[Required action]: Once the pictures are set aside, output all the records exactly.

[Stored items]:
+ + + + + + +
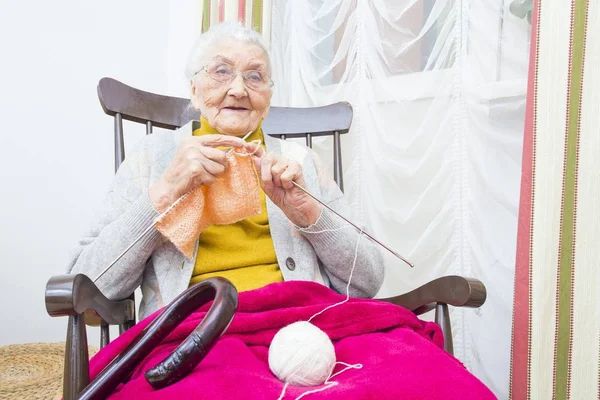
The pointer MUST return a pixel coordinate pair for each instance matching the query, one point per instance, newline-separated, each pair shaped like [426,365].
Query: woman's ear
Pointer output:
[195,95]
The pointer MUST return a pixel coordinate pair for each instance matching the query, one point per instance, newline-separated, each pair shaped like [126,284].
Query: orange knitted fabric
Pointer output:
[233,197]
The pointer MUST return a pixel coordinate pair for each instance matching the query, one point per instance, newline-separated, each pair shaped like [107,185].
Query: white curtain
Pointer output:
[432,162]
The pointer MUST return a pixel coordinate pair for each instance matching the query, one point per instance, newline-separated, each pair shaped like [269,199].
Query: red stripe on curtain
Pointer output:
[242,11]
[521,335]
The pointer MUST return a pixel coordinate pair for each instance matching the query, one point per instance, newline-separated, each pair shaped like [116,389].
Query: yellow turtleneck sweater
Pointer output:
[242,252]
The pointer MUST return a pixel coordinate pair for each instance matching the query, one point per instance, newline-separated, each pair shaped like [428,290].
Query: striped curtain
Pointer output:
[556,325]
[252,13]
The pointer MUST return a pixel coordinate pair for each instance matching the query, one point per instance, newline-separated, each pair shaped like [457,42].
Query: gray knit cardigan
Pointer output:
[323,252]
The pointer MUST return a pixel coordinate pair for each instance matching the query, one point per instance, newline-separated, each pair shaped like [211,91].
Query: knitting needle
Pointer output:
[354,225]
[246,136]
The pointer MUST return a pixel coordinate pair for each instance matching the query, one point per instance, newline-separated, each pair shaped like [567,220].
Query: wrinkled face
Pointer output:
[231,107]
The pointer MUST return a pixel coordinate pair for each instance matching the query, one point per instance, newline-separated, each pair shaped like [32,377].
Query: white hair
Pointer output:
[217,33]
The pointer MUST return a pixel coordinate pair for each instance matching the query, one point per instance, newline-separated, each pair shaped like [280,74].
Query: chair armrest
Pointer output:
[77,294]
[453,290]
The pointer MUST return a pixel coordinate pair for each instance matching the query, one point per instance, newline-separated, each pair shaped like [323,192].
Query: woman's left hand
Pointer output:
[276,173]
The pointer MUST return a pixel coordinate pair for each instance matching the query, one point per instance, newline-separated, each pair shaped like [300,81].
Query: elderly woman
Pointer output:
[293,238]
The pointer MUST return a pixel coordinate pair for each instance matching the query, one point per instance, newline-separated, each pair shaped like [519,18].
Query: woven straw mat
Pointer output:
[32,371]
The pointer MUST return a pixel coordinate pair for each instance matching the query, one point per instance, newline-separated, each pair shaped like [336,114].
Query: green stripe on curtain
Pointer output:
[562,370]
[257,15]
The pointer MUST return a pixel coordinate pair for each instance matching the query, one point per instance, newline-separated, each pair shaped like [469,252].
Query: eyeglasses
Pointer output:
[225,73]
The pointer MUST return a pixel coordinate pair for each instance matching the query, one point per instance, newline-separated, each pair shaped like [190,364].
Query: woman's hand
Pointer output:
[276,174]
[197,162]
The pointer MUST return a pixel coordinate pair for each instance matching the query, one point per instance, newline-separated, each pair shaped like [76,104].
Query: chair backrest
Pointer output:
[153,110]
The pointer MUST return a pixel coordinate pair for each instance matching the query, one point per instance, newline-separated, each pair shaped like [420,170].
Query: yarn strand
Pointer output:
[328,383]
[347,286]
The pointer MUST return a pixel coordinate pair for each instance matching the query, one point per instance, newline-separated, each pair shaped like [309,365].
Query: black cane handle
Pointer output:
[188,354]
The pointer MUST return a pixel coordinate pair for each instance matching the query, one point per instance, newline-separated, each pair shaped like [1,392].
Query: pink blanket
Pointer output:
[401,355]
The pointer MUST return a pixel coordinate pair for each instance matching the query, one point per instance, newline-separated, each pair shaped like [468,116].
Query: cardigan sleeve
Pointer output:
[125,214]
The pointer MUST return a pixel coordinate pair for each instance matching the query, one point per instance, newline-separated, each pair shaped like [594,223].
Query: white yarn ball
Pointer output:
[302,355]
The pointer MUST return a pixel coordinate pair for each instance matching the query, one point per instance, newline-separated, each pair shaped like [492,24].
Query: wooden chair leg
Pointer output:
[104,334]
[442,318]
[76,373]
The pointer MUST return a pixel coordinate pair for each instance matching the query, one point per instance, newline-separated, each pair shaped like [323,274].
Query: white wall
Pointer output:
+ + + + + + +
[Answer section]:
The pointer MUST return a pixel coordinate pair for each instance matching the query, one point per instance, newline-separated, each pair shaped like [426,365].
Query: woman's ear
Pointer output:
[195,95]
The pointer MUST return a pixel coordinate pair for each instance matching the query, one point per instance, newline-separated, each pair shaped like [126,284].
Query: orange knitted fabric
Pointer output:
[233,197]
The pointer MUST return a pixel coordinate pair for each instance matching the query, one point per instance, newline-separated, each pair shaped like [107,185].
Query: white curtain
Pointer output:
[432,162]
The pointer MUST return a pixel coordinate pair for each instance matching the query, one point per instance, newline-separated, each pair shaped like [269,199].
Query: red stripe on curtain
Pointer output:
[242,11]
[521,335]
The pointer MUST return a pixel coordinate pair for each instance matching the query, one point per instance, newline-separated, each pair shaped like [116,389].
Query: yellow turtleneck sweater
Pointer output:
[242,252]
The pointer MUST return a pixel coordinate pair for each instance matching the query, one point per instance, newline-separated, each pair shaped like [428,290].
Query: striped curtain
Pointer output:
[556,325]
[252,13]
The pointer MUST return a pixel coordinate pair for each instance matching the query, one point per instance, newline-separated, each pair shaped like [457,42].
Query: gray knit cardigan
Pointer output:
[323,252]
The pointer MUST return a pixel coordinate pair for each instance matching the query, one point per instance, newline-separated, each pair shaped like [211,91].
Query: knitting needle
Pointer output:
[354,225]
[246,136]
The pointer MUST return a pixel coordinate pair for each instance matching the query, one point per instance, newline-separated, each pair shaped like [567,220].
Query: wrinkled face
Pointer output:
[231,107]
The pointer MUST return a pixel coordinate pair for each instance matching the query, one point per instance, newline-separated, each pair shaped like [32,377].
Query: white hair
Pointer output:
[217,33]
The pointer MUST return a pixel coordinate pair for each instance matching the query, one point per instance, newline-separated, each pair shaped like [280,74].
Query: chair armrest
Pointer output:
[77,294]
[453,290]
The pointer MUST return a pixel coordinate pair for each instance matching the query, one point per instance, newline-separated, each pair shaped like [323,192].
Query: woman's left hand
Pointer output:
[276,173]
The pointer MUST return a pixel coordinate pair for each instance matching the query, one point per instance, newline-separated, each pair shaped like [300,81].
Query: elderly woman
Pointer output:
[293,238]
The pointer MUST return a pixel coordinate pair for each instance matching the query, one point per instance, newline-separated, each pair shaped like [519,18].
Query: woven straw mat
Pointer output:
[32,371]
The pointer MUST return a pixel coordinate pair for each instance matching the query, one point per instance, newline-separated, each pair shaped like [336,114].
Query: green stripe on curtain
Pointer output:
[562,370]
[257,15]
The pointer MUST return a pixel coordinate pair for each instance matching the query, one point per instance, newline-separated, each pair shaped like [469,252].
Query: eyeglasses
Pointer output:
[225,73]
The pointer MUST return a pixel coordinate pair for each instance matching the query, one point per instance, newline-separated, each pair shaped like [190,364].
Query: woman's hand
Pointer output:
[276,174]
[197,162]
The pointer MUST return a pixel coordinate pair for each instance matching the query, one point per instance, newline-separated, each pair shaped like [76,104].
Query: chair backrest
Pointer output:
[153,110]
The pointer MUST return a pixel coordinate pair for each instance matching the query, one point per instance, newline-separated, each pair shaped like [420,170].
Query: yarn strand
Pointer output:
[328,383]
[347,286]
The pointer MUST return a pixel coordinate pair for each instance matching the query, one point per instance, newline-separated, each pair shaped like [309,365].
Query: black cane handle
Pointer output:
[188,354]
The pointer MUST return a pixel coordinate pair for each instance matching the query, one point per instance, newline-separated, each pair shaped like [1,392].
Query: pink blanket
Pointer output:
[401,355]
The pointer MUST return a pixel coordinate pair for each instance matching the query, one point per instance, newline-separated, each pair shaped like [468,116].
Query: cardigan sleeve
Pointer output:
[125,214]
The pointer MUST return a pixel coordinate pair for each instance matching the query, one point per instance, newline-separated, each pair shaped like [594,223].
Query: white yarn ball
Pointer output:
[302,355]
The pointer MUST return a pixel coordinate pair for each instance matching the query, one point per instance, newline-separated, each pair shaped like [492,24].
Query: wooden chair leg
Pointer output:
[104,334]
[442,318]
[76,373]
The pointer MUST return a pixel coordinate pair for each instance matching the query, one point per instance, newline-separated, each pair shaped like [323,274].
Query: white wall
Pointer output:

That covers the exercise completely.